> TASK DIRECTIONS: Line by line, copy the entries exactly, excluding the pictures.

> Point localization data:
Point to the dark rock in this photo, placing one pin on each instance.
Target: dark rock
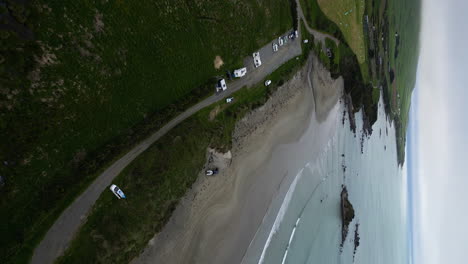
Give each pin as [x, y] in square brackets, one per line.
[347, 214]
[356, 240]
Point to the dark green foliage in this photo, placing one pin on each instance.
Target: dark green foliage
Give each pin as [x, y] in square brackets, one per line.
[318, 20]
[87, 80]
[116, 230]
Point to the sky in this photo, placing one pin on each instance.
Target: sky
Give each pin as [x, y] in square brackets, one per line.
[438, 147]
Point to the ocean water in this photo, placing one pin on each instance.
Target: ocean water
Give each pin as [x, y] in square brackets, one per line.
[306, 225]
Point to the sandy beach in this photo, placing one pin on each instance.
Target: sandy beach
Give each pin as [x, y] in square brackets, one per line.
[219, 217]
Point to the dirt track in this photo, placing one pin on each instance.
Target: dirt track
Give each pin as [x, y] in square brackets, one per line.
[61, 233]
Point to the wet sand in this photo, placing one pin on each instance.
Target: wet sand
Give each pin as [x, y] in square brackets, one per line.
[218, 218]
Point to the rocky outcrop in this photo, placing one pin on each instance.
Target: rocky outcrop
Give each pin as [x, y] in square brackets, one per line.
[356, 240]
[347, 214]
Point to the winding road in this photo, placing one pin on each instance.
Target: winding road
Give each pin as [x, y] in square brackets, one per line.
[62, 231]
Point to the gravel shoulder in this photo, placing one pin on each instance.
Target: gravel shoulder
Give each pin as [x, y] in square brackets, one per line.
[62, 231]
[219, 217]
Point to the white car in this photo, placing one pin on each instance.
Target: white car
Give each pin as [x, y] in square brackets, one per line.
[240, 72]
[275, 47]
[257, 61]
[117, 192]
[280, 41]
[221, 86]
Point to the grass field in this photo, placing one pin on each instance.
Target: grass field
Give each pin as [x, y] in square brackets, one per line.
[404, 20]
[118, 230]
[397, 27]
[348, 16]
[101, 76]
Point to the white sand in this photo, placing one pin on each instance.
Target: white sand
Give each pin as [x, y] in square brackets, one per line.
[218, 218]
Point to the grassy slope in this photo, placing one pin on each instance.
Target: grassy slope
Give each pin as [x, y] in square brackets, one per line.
[118, 230]
[404, 18]
[390, 16]
[111, 66]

> WRITTEN ANSWER:
Point to the dark rock in this photo, placing one pin on each instance.
Target: dark rock
Give each pin as [x, y] in square brackets, one per line.
[347, 214]
[356, 240]
Point to the dark green foliage in this photo, placing one pin on each instance.
Target: dark green foliage
Give each pin as [x, y] in square brackets, one per line.
[318, 20]
[87, 80]
[116, 230]
Point to the sky in this photo, placing one pin on each instance.
Target: sky
Give each pin as [x, y] in square brackets, one per line.
[438, 147]
Point to the ocean water in this photo, placing one pin on each instance.
Target: ocean water
Give each pin as [x, y] in square brackets, one per line.
[306, 225]
Point to the sandy beach in this photo, placing one pin on each instance.
Target: sandy beach
Give each pin as [x, y] in square brackets, one per line.
[219, 217]
Point to the dirt track in this photo, placing one pin on each instance.
Target: dirt track
Give each pin as [x, y] in square brackets, one per line.
[61, 233]
Point to the wet sand in this photo, placing one pin on each instance.
Target: wet sand
Give each pin as [x, y] in square brackets, one per line.
[218, 218]
Point to the rocky outcrop in this photo, placing one pin on each instance.
Target: rocky outcrop
Give each pin as [x, y] in square brackets, one per line.
[356, 240]
[347, 214]
Point to the winding road in this photo, placing one pin on each instance.
Target: winding road
Give each pin as [x, y] in square brackets, one per line.
[62, 231]
Point to the gravel shoulder in this photo, placing one pin on each instance.
Target: gravel shoulder
Give each pin as [x, y] in square brackets, one per line.
[62, 231]
[219, 217]
Point to the white car in this photo, placing one pin on each instance.
Target: white car
Give each pin as [x, y] in square brackets, one per line.
[240, 72]
[275, 47]
[257, 61]
[117, 192]
[280, 41]
[221, 86]
Point to the grass field in this photo, placing one pin on each instance.
Target: grass field
Give each pin as [x, y] in square brackets, one per line.
[404, 20]
[118, 230]
[397, 27]
[348, 16]
[101, 76]
Point to the white sand in this photo, placing one pin on each instance.
Target: white sand
Give each pin as [x, y] in square brackets, one per line.
[218, 218]
Point to the grassy slope in this photo, placing one pin on each instance.
Target: grassy slope
Give each pin as [x, y] in square brackets, one per line.
[118, 230]
[404, 18]
[390, 16]
[111, 66]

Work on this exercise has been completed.